▶ _EXERCÍCIOS_:
A) Responda com base na conversa sobre julgar:
(i) Que assunto Joel Pinheiro diz ter usado só como exemplo?
(ii) Segundo Thomas H. Kang, o que não costuma haver nesse blog?
(iii) Segundo Thomas H. Kang, o que nos tornamos quando julgamos?
B) Retome a conversa sobre julgar depois da última frase e continue a resposta de Thomas H. Kang.

▶ _TEXTO BASE_:
------------

Joel Pinheiro disse...

Vamos lá, Thomas, hora da verdade. Quais as posições conservadoras que a maioria dos cristãos demonstra e que você considera absurdos?

"Julgar", assim em abstrato, não responde à questão. Ambos os lados "julgam" - uns condenam de antemão quem tem, digamos, uma tendência homossexual. Outros condenam de antemão quem acredita que a prática homossexual seja pecaminosa. (Peguei o homossexualismo só a título de exemplo).

Thomas H. Kang disse...

E aí, Joel

Incrível como tu gosta de debater. =)Nesse blog não costuma haver debate, mas acho que sua pergunta merece uma resposta (espero que boa) =P

Julgar não deve ser colocado entre aspas como se "julgar" não fosse "julgar" (deu pra entender?). Jesus expressa o malefício do julgar, não para dizer que "não julgar" é uma lei, mas porque quando julgamos nos tornamos hipócritas. Não há diferença entre quem peca mais ou quem peca menos, todos somos pecadores e precisamos da graça de Deus. Logo, qualquer julgamento torna-se um erro, embora façamos isso constantemente. Esse julgar, portanto, tem a ver com condenação.

------------

▶ _LISTA DE DADOS_:
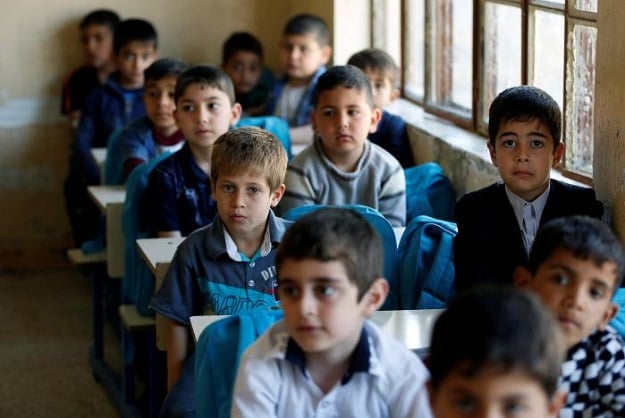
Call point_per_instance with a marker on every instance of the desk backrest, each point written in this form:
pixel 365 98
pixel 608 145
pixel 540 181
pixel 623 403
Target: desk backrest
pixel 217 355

------------

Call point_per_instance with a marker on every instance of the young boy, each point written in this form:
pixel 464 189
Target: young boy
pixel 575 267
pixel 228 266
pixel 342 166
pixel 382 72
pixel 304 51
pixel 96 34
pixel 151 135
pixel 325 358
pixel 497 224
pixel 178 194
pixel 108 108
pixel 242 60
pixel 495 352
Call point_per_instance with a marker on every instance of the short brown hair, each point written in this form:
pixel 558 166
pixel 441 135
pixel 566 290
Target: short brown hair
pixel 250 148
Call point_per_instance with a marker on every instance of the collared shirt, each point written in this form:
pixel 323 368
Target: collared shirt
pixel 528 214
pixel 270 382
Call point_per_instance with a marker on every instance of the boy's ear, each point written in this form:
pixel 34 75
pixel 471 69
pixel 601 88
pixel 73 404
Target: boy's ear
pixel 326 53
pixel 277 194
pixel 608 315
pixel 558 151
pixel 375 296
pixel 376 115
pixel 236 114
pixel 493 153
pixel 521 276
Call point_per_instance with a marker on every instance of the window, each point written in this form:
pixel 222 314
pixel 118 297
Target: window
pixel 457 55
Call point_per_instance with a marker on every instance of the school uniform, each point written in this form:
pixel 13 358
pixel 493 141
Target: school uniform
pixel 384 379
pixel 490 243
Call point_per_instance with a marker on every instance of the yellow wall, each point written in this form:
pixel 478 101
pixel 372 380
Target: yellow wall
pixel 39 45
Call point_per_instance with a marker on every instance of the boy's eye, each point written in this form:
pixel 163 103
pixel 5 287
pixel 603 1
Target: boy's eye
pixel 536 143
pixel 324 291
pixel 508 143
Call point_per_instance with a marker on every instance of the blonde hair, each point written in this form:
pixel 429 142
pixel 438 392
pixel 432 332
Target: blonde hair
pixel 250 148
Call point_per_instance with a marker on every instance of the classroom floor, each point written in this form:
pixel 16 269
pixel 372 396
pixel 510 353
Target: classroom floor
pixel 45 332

------------

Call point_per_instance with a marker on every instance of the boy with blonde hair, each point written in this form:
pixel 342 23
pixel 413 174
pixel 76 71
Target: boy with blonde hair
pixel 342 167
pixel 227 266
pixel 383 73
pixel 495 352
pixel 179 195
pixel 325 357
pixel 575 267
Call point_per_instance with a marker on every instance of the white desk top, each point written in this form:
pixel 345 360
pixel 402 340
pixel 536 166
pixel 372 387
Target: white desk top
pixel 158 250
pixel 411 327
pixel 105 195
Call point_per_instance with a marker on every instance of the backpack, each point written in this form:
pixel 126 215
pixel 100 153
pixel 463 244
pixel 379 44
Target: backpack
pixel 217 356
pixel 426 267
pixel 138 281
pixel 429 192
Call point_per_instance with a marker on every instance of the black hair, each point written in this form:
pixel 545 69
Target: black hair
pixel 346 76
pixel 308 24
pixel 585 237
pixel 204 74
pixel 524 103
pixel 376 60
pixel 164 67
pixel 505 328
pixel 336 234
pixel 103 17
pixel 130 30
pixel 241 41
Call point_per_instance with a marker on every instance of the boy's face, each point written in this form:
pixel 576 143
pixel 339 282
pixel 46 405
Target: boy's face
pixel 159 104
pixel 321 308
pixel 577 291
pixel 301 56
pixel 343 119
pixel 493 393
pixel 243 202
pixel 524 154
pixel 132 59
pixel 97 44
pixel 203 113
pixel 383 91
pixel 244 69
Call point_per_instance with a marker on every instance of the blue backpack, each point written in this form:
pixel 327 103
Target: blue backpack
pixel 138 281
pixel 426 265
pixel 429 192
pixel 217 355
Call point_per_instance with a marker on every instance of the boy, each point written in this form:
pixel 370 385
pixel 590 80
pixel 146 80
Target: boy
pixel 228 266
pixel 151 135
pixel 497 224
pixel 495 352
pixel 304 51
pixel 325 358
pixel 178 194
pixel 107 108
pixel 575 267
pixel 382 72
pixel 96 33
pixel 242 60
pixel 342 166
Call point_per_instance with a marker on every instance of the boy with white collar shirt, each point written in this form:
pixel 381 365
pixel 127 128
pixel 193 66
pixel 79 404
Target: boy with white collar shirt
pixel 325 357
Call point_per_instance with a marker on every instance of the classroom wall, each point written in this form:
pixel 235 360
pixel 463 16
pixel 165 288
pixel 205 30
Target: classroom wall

------------

▶ _EXERCÍCIOS RESOLVIDOS_:
A)
(i) O homossexualismo.
(ii) Debate.
(iii) Hipócritas.

B)
Contudo, o conselho agostiniano aqui é válido: condena-se o pecado e não o pecador. Na questão do homossexualismo, é razoável que igrejas afirmem que isso é um comportamento errado, uma vez que há suporte bíblico para tal (embora a homossexualidade seja uma questão discutível dentro de certas perspectivas teológicas). Isso é diferente de condenar o pecador. Nenhum homossexual é mais pecador do que qualquer um de nós. Portanto, ele não pode sofrer preconceito e deve ser acolhido, ainda que, se a igreja assim afirma, ele possa ser exortado a largar seu comportamento (eu pessoalmente tenho várias dúvidas em relação ao tratamento teológico da questão da homossexualidade).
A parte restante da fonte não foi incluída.